>> start

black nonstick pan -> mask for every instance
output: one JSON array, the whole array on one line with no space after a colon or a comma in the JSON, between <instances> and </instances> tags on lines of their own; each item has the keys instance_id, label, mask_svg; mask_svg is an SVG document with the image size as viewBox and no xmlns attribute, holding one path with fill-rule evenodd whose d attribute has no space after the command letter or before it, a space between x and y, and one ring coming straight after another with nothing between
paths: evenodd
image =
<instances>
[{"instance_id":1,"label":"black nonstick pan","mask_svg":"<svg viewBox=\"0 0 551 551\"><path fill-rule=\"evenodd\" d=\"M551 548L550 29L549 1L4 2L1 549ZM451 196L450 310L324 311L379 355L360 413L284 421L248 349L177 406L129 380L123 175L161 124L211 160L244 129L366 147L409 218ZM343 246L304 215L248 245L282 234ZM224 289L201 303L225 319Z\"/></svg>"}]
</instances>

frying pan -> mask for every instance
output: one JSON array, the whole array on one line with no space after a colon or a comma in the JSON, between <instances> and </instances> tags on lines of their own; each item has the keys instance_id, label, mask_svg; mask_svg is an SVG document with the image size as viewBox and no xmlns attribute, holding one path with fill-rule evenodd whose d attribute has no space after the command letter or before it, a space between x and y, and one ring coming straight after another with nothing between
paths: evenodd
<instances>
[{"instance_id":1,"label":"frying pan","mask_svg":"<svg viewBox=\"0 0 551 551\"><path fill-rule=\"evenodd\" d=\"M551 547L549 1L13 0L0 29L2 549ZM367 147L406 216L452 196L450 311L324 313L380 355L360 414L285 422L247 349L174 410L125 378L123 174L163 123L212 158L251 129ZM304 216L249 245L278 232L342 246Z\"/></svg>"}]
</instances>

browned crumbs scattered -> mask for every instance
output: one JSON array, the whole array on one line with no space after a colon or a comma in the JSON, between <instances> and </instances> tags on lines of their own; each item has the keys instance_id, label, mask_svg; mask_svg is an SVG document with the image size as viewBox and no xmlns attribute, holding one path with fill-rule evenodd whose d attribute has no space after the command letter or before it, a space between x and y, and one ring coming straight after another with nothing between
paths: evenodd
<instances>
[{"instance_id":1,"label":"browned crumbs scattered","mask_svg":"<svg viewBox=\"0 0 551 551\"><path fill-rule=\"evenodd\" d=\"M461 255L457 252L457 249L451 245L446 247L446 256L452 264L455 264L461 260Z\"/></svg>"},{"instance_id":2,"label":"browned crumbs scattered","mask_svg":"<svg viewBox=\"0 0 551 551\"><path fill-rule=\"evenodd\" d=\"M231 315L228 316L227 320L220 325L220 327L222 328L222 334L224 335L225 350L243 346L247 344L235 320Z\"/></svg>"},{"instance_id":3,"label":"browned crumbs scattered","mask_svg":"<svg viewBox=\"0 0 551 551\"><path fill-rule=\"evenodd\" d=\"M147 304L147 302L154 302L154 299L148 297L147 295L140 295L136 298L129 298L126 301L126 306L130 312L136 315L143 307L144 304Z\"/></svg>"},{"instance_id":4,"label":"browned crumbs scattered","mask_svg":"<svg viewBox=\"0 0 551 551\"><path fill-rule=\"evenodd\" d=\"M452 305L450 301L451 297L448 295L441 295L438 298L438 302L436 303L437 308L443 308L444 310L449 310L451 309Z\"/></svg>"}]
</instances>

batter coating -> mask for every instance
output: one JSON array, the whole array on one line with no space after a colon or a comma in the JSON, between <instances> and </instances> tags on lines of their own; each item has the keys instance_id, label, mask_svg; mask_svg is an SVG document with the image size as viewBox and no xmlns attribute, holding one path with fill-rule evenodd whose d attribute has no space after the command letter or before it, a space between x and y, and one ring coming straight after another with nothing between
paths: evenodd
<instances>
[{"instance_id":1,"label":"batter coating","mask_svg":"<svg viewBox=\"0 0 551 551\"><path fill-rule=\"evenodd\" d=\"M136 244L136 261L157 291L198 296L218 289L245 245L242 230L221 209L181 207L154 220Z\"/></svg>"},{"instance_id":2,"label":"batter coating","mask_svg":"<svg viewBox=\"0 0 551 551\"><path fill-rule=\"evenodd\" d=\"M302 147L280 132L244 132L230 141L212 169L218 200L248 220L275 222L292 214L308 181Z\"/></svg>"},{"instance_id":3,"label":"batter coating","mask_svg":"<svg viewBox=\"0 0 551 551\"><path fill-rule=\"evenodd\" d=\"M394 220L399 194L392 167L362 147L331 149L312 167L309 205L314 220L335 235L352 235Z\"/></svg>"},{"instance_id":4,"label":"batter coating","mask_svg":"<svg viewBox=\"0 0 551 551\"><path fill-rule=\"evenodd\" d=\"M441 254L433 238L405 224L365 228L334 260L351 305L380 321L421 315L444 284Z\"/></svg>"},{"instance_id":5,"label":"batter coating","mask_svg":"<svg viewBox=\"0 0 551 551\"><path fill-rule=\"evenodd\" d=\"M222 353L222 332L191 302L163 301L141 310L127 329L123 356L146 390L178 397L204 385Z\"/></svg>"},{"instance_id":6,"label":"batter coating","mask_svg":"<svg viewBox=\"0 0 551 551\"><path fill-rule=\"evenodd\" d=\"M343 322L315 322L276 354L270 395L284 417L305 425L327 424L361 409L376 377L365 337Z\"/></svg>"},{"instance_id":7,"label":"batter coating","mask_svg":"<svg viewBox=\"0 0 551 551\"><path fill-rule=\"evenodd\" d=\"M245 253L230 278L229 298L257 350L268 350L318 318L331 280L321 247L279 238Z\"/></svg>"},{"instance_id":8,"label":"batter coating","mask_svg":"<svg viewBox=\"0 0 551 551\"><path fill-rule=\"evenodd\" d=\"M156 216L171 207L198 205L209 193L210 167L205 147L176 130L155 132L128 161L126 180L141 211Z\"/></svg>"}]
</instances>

>> end

◆ Do this
Give all the records again. Match them exactly.

◆ Result of the task
black nonstick pan -> mask for every instance
output: one JSON array, the whole array on one line with no space after a colon or a comma in the JSON, between <instances> and </instances> tags on lines of their own; each item has the keys instance_id, label, mask_svg; mask_svg is an SVG document with the image size as viewBox and no xmlns attribute, holding one path with fill-rule evenodd whose d attribute has no space after the command letter or before it, a space between x and y, and one ring coming straight after another with nothing between
paths: evenodd
image =
<instances>
[{"instance_id":1,"label":"black nonstick pan","mask_svg":"<svg viewBox=\"0 0 551 551\"><path fill-rule=\"evenodd\" d=\"M551 548L550 29L549 1L4 2L1 549ZM451 196L450 310L324 311L379 355L360 413L284 421L248 349L177 406L129 380L123 175L161 124L211 160L244 129L366 147L409 218ZM343 246L304 215L248 245L282 234ZM224 289L201 303L225 319Z\"/></svg>"}]
</instances>

frying pan -> mask for every instance
output: one JSON array, the whole array on one line with no space after a colon or a comma in the JSON, between <instances> and </instances> tags on lines of their own; each item has the keys instance_id, label, mask_svg; mask_svg is an SVG document with the image size as viewBox and no xmlns attribute, holding one path with fill-rule evenodd whose d attribute has no space after the command letter or before it, a space between x and y, and one ring coming straight after another with nothing between
paths: evenodd
<instances>
[{"instance_id":1,"label":"frying pan","mask_svg":"<svg viewBox=\"0 0 551 551\"><path fill-rule=\"evenodd\" d=\"M551 547L549 1L13 0L0 29L2 549ZM367 147L406 216L452 196L450 311L324 313L380 355L360 414L285 422L247 349L174 410L125 378L123 174L163 123L212 158L251 129ZM304 216L249 245L278 232L342 246Z\"/></svg>"}]
</instances>

browned crumbs scattered -> mask for every instance
output: one JSON array, the whole array on one line with no space after a colon or a comma in the JSON, between <instances> and </instances> tags on lines of their own; each item has the keys instance_id, label, mask_svg; mask_svg is an SVG document with the image size as viewBox and no xmlns attribute, holding one path with fill-rule evenodd whose d attribute has no space after the command letter or before it, a space between x and y, and one ring coming straight after another with nothing between
paths: evenodd
<instances>
[{"instance_id":1,"label":"browned crumbs scattered","mask_svg":"<svg viewBox=\"0 0 551 551\"><path fill-rule=\"evenodd\" d=\"M461 255L457 252L457 249L451 245L446 247L446 256L452 264L455 264L461 260Z\"/></svg>"},{"instance_id":2,"label":"browned crumbs scattered","mask_svg":"<svg viewBox=\"0 0 551 551\"><path fill-rule=\"evenodd\" d=\"M231 315L228 316L227 320L220 325L220 327L222 328L222 334L224 335L225 350L243 346L247 344L235 320Z\"/></svg>"},{"instance_id":3,"label":"browned crumbs scattered","mask_svg":"<svg viewBox=\"0 0 551 551\"><path fill-rule=\"evenodd\" d=\"M147 304L147 302L154 302L154 299L148 297L147 295L140 295L136 298L129 298L126 301L126 306L130 312L136 315L143 307L144 304Z\"/></svg>"},{"instance_id":4,"label":"browned crumbs scattered","mask_svg":"<svg viewBox=\"0 0 551 551\"><path fill-rule=\"evenodd\" d=\"M452 305L450 301L451 297L448 295L441 295L438 298L438 302L436 303L437 308L443 308L444 310L449 310L451 309Z\"/></svg>"}]
</instances>

batter coating -> mask for every instance
output: one JSON array, the whole array on one line with no space after a colon or a comma in the JSON, between <instances> and </instances> tags on lines of their own; each item has the keys instance_id, label, mask_svg; mask_svg is an SVG document with the image size as viewBox and no xmlns attribute, holding one path with fill-rule evenodd whose d attribute has no space after the command letter or before it, a space between x and y, and one ring coming straight after another with nothing between
paths: evenodd
<instances>
[{"instance_id":1,"label":"batter coating","mask_svg":"<svg viewBox=\"0 0 551 551\"><path fill-rule=\"evenodd\" d=\"M136 244L136 261L157 291L198 296L218 289L245 245L242 230L221 209L181 207L154 220Z\"/></svg>"},{"instance_id":2,"label":"batter coating","mask_svg":"<svg viewBox=\"0 0 551 551\"><path fill-rule=\"evenodd\" d=\"M302 147L280 132L244 132L230 141L212 169L218 200L248 220L275 222L292 214L308 181Z\"/></svg>"},{"instance_id":3,"label":"batter coating","mask_svg":"<svg viewBox=\"0 0 551 551\"><path fill-rule=\"evenodd\" d=\"M394 220L399 194L392 167L362 147L331 149L312 167L309 205L314 220L335 235L352 235Z\"/></svg>"},{"instance_id":4,"label":"batter coating","mask_svg":"<svg viewBox=\"0 0 551 551\"><path fill-rule=\"evenodd\" d=\"M441 254L433 238L405 224L365 228L334 260L351 305L380 321L421 315L444 284Z\"/></svg>"},{"instance_id":5,"label":"batter coating","mask_svg":"<svg viewBox=\"0 0 551 551\"><path fill-rule=\"evenodd\" d=\"M222 353L222 332L191 302L163 301L141 310L127 329L123 356L146 390L178 397L204 385Z\"/></svg>"},{"instance_id":6,"label":"batter coating","mask_svg":"<svg viewBox=\"0 0 551 551\"><path fill-rule=\"evenodd\" d=\"M343 322L315 322L276 354L270 395L284 417L305 425L327 424L361 409L376 377L365 337Z\"/></svg>"},{"instance_id":7,"label":"batter coating","mask_svg":"<svg viewBox=\"0 0 551 551\"><path fill-rule=\"evenodd\" d=\"M245 253L230 278L229 298L257 350L268 350L318 318L331 280L321 247L279 238Z\"/></svg>"},{"instance_id":8,"label":"batter coating","mask_svg":"<svg viewBox=\"0 0 551 551\"><path fill-rule=\"evenodd\" d=\"M156 216L171 207L198 205L209 193L210 167L205 147L176 130L155 132L128 161L126 180L141 211Z\"/></svg>"}]
</instances>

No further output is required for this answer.